Give the entries again exactly. Skip the pictures.

*** Input data ***

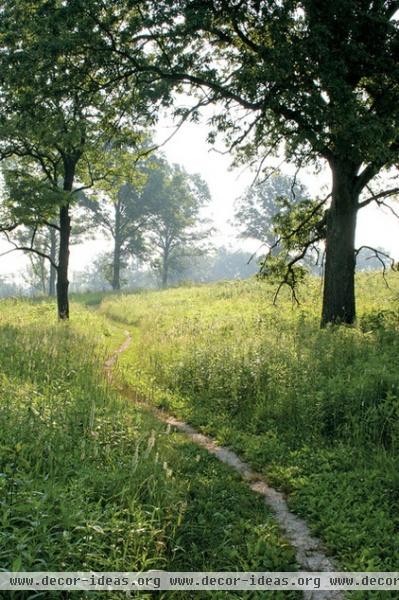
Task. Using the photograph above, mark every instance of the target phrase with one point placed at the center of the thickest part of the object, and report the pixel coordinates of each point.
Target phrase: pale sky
(188, 147)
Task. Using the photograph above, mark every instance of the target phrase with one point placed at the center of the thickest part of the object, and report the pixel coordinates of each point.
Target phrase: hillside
(89, 479)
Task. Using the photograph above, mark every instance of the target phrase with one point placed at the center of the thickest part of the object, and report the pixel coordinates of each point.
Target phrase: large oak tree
(317, 79)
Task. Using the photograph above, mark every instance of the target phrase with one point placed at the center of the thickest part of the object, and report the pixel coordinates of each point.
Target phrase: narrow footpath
(308, 549)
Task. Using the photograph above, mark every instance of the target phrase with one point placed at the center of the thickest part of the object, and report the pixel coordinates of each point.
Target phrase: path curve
(308, 549)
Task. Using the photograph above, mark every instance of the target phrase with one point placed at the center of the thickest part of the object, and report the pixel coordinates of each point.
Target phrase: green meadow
(315, 410)
(89, 480)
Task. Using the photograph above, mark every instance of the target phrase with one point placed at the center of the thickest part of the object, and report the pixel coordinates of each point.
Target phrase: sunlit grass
(317, 410)
(89, 482)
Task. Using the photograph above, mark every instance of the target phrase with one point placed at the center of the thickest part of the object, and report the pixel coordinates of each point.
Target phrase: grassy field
(89, 482)
(315, 410)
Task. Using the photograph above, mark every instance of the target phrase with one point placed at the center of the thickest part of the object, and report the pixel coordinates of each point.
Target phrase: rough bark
(116, 264)
(165, 268)
(63, 253)
(53, 270)
(339, 280)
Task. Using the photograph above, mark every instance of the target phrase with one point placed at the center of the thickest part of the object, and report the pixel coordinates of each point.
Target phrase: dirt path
(308, 549)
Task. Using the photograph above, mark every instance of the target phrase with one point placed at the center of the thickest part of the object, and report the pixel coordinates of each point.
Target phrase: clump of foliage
(316, 410)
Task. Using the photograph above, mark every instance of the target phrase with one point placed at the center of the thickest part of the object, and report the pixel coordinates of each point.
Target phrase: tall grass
(88, 482)
(316, 409)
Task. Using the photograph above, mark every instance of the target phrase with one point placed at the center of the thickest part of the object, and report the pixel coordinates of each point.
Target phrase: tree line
(84, 81)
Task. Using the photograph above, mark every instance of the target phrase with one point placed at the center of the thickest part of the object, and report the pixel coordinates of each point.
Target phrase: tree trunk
(63, 252)
(339, 278)
(116, 264)
(53, 270)
(165, 269)
(63, 261)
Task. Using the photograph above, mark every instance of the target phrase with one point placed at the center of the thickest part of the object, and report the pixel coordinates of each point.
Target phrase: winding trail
(308, 549)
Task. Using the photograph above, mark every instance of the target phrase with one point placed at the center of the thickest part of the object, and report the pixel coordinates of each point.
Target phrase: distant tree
(257, 208)
(59, 108)
(221, 263)
(318, 80)
(120, 208)
(177, 233)
(9, 288)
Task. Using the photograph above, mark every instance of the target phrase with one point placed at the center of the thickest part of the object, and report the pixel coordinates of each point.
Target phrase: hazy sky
(188, 147)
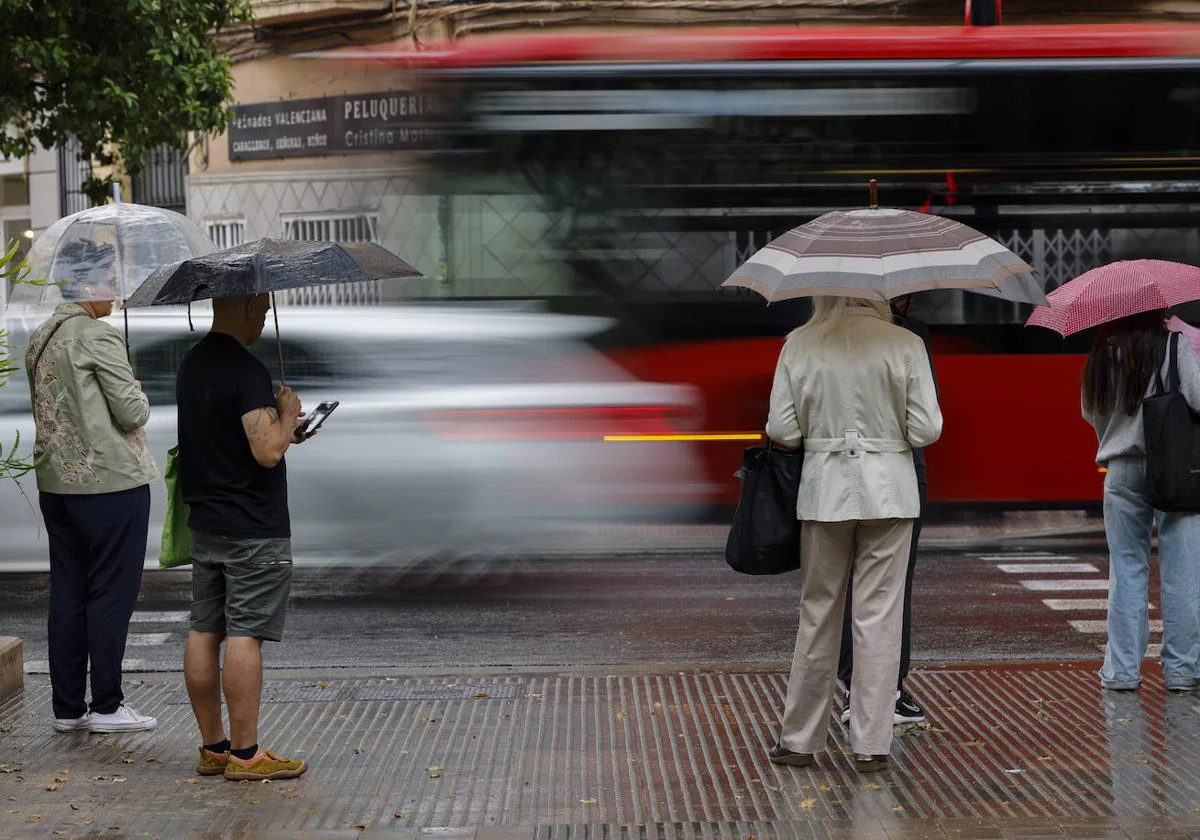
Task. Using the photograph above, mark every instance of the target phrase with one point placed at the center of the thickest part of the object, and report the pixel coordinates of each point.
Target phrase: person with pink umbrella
(1133, 349)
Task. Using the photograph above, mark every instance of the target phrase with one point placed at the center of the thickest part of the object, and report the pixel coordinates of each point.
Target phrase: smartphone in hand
(315, 420)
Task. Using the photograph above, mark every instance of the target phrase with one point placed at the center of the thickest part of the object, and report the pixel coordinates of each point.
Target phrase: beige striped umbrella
(887, 253)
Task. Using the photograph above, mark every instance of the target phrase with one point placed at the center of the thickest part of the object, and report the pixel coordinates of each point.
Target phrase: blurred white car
(460, 430)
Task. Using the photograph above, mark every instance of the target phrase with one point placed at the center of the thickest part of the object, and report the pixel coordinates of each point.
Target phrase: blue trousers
(1128, 520)
(97, 550)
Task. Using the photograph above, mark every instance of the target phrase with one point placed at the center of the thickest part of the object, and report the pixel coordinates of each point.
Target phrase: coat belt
(852, 443)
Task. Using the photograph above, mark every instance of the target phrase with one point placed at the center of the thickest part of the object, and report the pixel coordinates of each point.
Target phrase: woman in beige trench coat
(857, 391)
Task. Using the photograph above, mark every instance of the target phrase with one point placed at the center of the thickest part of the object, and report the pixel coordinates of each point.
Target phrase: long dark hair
(1125, 355)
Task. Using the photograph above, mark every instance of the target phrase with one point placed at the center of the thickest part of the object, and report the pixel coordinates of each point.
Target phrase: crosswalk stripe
(1033, 557)
(1077, 603)
(1152, 651)
(1156, 625)
(1047, 568)
(1063, 586)
(147, 639)
(149, 617)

***

== Solved exercise ==
Task. Using the photograph above, mark every instance of the target phrase with one point placed at the center of the thickest part of the object, and report the pixel coordinates of each point.
Target phrase: pale sky
(188, 147)
Task. Using the photograph above, mark every instance of the target phrase with one point placed at the center of the thickest part of the object, and report the pixel coordinates of each point.
Target phrase: hillside
(89, 479)
Task. Using the photograph above, mark every instance of the target phrase with one point placed at the center of the thickest part of the object, and report the pixel coordinates of each point.
Target phrase: large oak tree
(317, 79)
Task. Using the photograph above, mark every instance of the target phrase with one point placed at the center of the thickest part of the object, and report the pixel coordinates of each point.
Target phrase: narrow footpath
(308, 549)
Task. Using the photograph above, mark every instance of the target phrase with one point placed at the center of the thickest part of the object, and report the pixel coordinates of each point.
Target phrase: path curve
(308, 549)
Task. Using the photograph above, mark every instance of the target phrase with one point placed at the center of the thickest part of the object, and report the pixel coordinates of each point.
Target phrase: green meadow
(315, 410)
(89, 480)
Task. Using the photograph above, mark every instance of the target phrase with one point placed at the center of the thickest part of the object, and report the pixel coordinates of each point.
Target phrase: sunlit grass
(317, 410)
(89, 482)
Task. Using the photograph above, mark every instance of the target phrase with one point placed at the center of the thickest part of the object, and report the pixel coordinates of each point.
Target phrase: grassy field
(89, 482)
(315, 410)
Task. Using the photograph above, mark every instance of the target phrase with one point placed at the center of the thickest part of the object, and report the pixel coordinates of each point.
Target phrase: rough bark
(116, 264)
(165, 268)
(63, 253)
(53, 270)
(339, 280)
Task. Using the photograph above, mark every instance of the target phrase with one point placed at the center of the thickest part of the object, and report the pixel coordinates of each point.
Target phrase: dirt path
(308, 549)
Task. Using the photograph above, mark every instance of the target phrase with one point placed at the center of the thickest part of the object, and report the pixel coordinates of each point.
Target phrase: clump of foliage
(316, 410)
Task. Using the photograph above, mark every instance of the target phrase with one point placed at the center of the thickest part of the object, and report the pixel coordinates of each point.
Target phrase: tall grass
(88, 482)
(316, 409)
Task. Using the photograph above, mark every instance of the target phrase with one point placed at the center of the thickest part of the object, and report the pixel coordinates of each point.
Target phrase: tree line
(84, 81)
Task. Using the photograph above, mark every instance of the target phrase with one point placed at the center of the thickest part of the object, and report the pixel coordinates of each point.
Target phrase: tree trunk
(63, 252)
(339, 278)
(116, 264)
(53, 270)
(165, 269)
(63, 261)
Task. Using the photograph above, mark every instance of the target phrase with one point placed at the center of the thickest part of the object, and report the pixel coordinates of each point.
Target phrase: winding trail
(308, 549)
Task. Using the photograph above, mark every instance of the target phrase with one point placed at the center of the thickest part of the object, and report the pixel coordinates of each point.
Target phrase: distant tree
(257, 208)
(59, 108)
(221, 263)
(318, 80)
(120, 208)
(177, 233)
(9, 288)
Task. Using the photograph above, mark every instance of the target phrase with one point placed at the center of the thickest part of the object, and report the pixel coordinates of each point.
Target phrase: hazy sky
(188, 147)
Task. Using the photograph above, mark every instance of the target phrase with one point placed at the center of the thickest part of the object, and report the pixel coordinates of each point.
Target phrase: person with pink umbrella
(1133, 349)
Task. Using the photograph above, mark every instance of the target phrase with one point placed at the center of the thickest part of the object, and report the pixel coordinates of each point.
Target phrase: smartphone in hand
(315, 420)
Task. Using the photograph above, mark every instance of the target phrase with one point placed at the center of the thickest part of the object, and report the pixel coordinates of each point.
Target phrase: beige striped umbrella
(887, 253)
Task. Using the photograph above, mark every instance of the target phrase with one point placed at the center of the thickest part of the object, and report the pixel coordinates of each point.
Target phrase: blurred white car
(460, 430)
Task. Using the photograph above, mark every instance of the target phrase with one point placed at the center of the thickest part of the object, and report the pixel coordinates of each point.
Target phrase: blue trousers
(1128, 520)
(97, 550)
Task. Using the photograph above, mark every instance of the target phrase with one point placed at the center of the thickest part of the object, and report the pixel coordinates of each point.
Target phrase: coat belt
(852, 443)
Task. Using the photograph above, mark every instance of the target phrase with one point placed at the center of the thickest part of the object, and report the pixel coordinates of each point.
Target phrase: woman in beige trench coat
(857, 391)
Task. Using the photograph above, mark every instance of the target phrase with one point placed at the center of the thickest part of the object, and report the pixel coordinates of each point.
Target phrase: long dark hair
(1125, 355)
Task. Using the photograph above, mark every instance of the target phrase with one point placed at the center of the thickest part of the object, and report the pixel coordinates of each point.
Target phrase: crosswalk stripe
(1033, 557)
(1077, 603)
(1152, 651)
(1156, 625)
(1047, 568)
(1063, 586)
(147, 639)
(149, 617)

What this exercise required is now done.